Seit der Einführung der Regel, dass große Schiffe bereits nach dem Verlust der Hälfte ihrer Trefferpunkte als halber Abschuss gewertet werden, werden immer wieder Stimmen laut, dieselbe Regel auch für kleine Schiffe einzuführen.
Als Grund dafür wird angeführt, dass es mittlerweile einige kleine Schiffe gibt, die ebenfalls einfach zu beschädigen, aber schwierig komplett zu zerstören sind, und die gleichzeitig teuer genug sind, durchaus als veritable Punktespeicher zu fungieren.
In dieser Hinsicht wiederholt sich damit das Problem mit großen Schiffen im Welle 4/5/6 Meta – und die Halbe-Punkte-Regel wurde ja um genau dieses Problem abzufedern eingeführt.
Disclaimer:
- Dieser Artikel beinhaltet einige Fachbegriffe aus Mathematik, Informatik, Optimierungstheorie und Spieltheorie. Ich hoffe, dass trotzdem alles einigermaßen verständlich ist.
- Ich schreibe Fachartikel über solche Themen üblicherweise auf englisch. Das ist jetzt mal ein Versuch auf deutsch, da die Mehrzahl der Leser vermutlich deutschsprachig ist. Leider leidet dabei vermutlich ein bisschen die sprachliche Finesse.
Von Spielmechaniken und Belohnungsfunktionen
Während die eingangs erwähnte Argumentation sicherlich stichhaltig ist, wird ein zentraler Gesichtspunkt aber in der Diskussion meistens außen vor gelassen. Dessen Kern hat mit den fundamentalen mathematischen (und psychologischen) Prinzipien von Taktikspielen zu tun: Es handelt sich um das System von Belohnungsfunktionen.

(Gespeicherte Einträge)
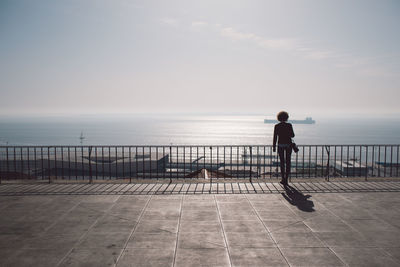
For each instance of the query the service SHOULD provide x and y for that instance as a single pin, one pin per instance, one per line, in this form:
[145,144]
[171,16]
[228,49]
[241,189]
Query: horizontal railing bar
[175,146]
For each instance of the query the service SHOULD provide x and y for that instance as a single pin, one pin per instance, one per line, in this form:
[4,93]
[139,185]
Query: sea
[214,129]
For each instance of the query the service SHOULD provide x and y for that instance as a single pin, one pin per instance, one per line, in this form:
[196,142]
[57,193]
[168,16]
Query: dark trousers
[285,154]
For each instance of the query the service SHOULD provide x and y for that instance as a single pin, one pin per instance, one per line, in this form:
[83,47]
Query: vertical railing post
[251,163]
[366,163]
[90,165]
[210,169]
[328,150]
[170,163]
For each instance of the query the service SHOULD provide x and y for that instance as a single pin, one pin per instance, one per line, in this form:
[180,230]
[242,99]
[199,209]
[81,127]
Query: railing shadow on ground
[295,194]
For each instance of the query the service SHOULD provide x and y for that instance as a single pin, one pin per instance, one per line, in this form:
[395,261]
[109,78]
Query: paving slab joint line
[269,233]
[85,234]
[133,230]
[223,231]
[177,234]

● Zu erledigende Aufgaben
**1)** Welcher zentrale Gesichtspunkt wird laut dem Text über die Halbe-Punkte-Regel in der Diskussion meistens außen vor gelassen?
**2)** Führen Sie den Text über die Halbe-Punkte-Regel im Anschluss an seinen letzten Satz weiter.
Die Zeilen sind hierfür ohne Belang.

● Antworten je Aufgabe
**1)** Das System von Belohnungsfunktionen, das mit den fundamentalen mathematischen und psychologischen Prinzipien von Taktikspielen zu tun hat.

**2)**
In X-Wing ist es das Ziel, die gegnerischen Schiffe zu beschädigen (und zu zerstören); und obwohl es in dem Spiel noch einige andere Belohnungsfunktionen gibt, befassen wir uns hier maßgeblich mit denen, die auch genau damit zu tun haben. Neben den Spielmechaniken, die einen Spieler dafür belohnen, Schaden zu verursachen (PS-Kills zur Vermeidung von Return Fire, Crits verteilen damit das gegnerische Schiff in seiner Effektivität im Kampf beeinträchtigt wird, Abschalten von Fähigkeiten wie die von Pure Sabacc durch Treffer oder Schaden), gibt es bei X-Wing die zentrale Belohnungsfunktion für die Punktewertung; diese ist am Ende jeder Partie ausschlaggebend für die Ermittlung des Siegers. Die Halbe-Punkte-Regel ist offenkundig eine Modifikation dieser Funktion.
Wie funktionieren Taktik- und Strategiespiele?
Taktik- und Strategiespiele sind Instanzen von Optimierungs-problemen: Für jede Aktion, die ein Spieler macht, muss er zunächst bewerten ob diese ihn seinem Ziel, die Partie zu gewinnen, näher bringt oder nicht. Dies zu entscheiden ist im Allgemeinen schwierig, wodurch – und das ist ein entscheidender Punkt – das Spiel erst Spaß macht. Ein Spiel bei dem alle taktischen Probleme einfach optimal zu lösen sind, ist berechenbar und langweilig. Beim Design solcher Spiele gibt es nun mehrere Methoden, um zu verhindern, dass diese Probleme trivial lösbar sind: Einführen eines Gegners, der ein anderes oder sogar entgegengesetztes Ziel verfolgt (X-Wing verwendet letzteres), verdeckte Informationen (Manöverräder in der Planungsphase; der Gegner selber kann theoretisch auch als verdeckte Information verstanden werden), Breite des Spielbaums (mögliche Manöver und Angriffsprioritäten; allerdings ergeben diese in X-Wing in vielen Situationen nur einen deutlich schmaleren Spielbaum als man annehmen würde), ein komplexes System von Zufallsvariablen und Wahrscheinlichkeiten (Würfel und eine ganze Reihe von nicht trivial zu berechnenden Möglichkeiten, die Wahrscheinlichkeitsdichtefunktionen zu modifizieren) und zuletzt, ganz wichtig, nichtlineare Belohnungsfunktionen (ähhh… wie bitte?!).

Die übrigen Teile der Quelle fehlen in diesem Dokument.